> [WRITTEN EXERCISE 1]
In the True Detective review, rewrite the paragraph beginning "Then season two premiered" as a short list of its main points.

A review of the upcoming third season of True Detective, in five parts.
1. It’s borderline impossible to discuss True Detective without starting with the history of the show, so let’s just go ahead and do that. The first season was a revelation, a shooting star flashing across the night sky, ridden by Woody Harrelson and an early-McConaissance Matthew McConaughey, and yes, please do stop here to picture Matthew McConaughey and Woody Harrelson riding a literal shooting star. There were justifiable quibbles about the ending and the explosion of Bleak Shows About Sad Cops Investigating Creepy Murders it spawned, but the former is subjective and the latter isn’t really the show’s fault. And even if it was, I mean, I’ll accept that in exchange that for all those scenes where Rust Cohle babbled about flat circles between slugs off a Lone Star tallboy. Remember how much fun we all had with those? Really, think back on it. Good times.
Then season two premiered and… yeah, not so much. There was organized crime and creepy sex cults and Colin Farrell had a red-haired kid and there was the whole “Vince Vaughn hallucinates his way through the desert for like 10 minutes as he succumbs to stab wounds and at one point there are apparitions of mean teens for some reason?” thing. I don’t know, man. It was not great. The less said about it the better.
So the question here is: Can True Detective, in its third season, recover from those missteps to re-discover the magic spark that made the first go-round so fun?
2. Well, no.

> [WRITTEN EXERCISE 2]
Locate every line of the records containing the string "yellow", treating uppercase and lowercase as different.

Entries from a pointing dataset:
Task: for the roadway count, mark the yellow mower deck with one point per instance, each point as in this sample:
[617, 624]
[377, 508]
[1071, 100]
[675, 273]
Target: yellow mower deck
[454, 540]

> [COMPLETE RESPONSE 1]
- Season two was a letdown compared with season one.
- It featured organized crime and creepy sex cults.
- Colin Farrell's character had a red-haired kid.
- Vince Vaughn's character hallucinated his way through the desert for about 10 minutes while succumbing to stab wounds, at one point seeing apparitions of mean teens.
- The reviewer judges the season "not great" and says the less said about it the better.

> [COMPLETE RESPONSE 2]
Task: for the roadway count, mark the yellow mower deck with one point per instance, each point as in this sample:
Target: yellow mower deck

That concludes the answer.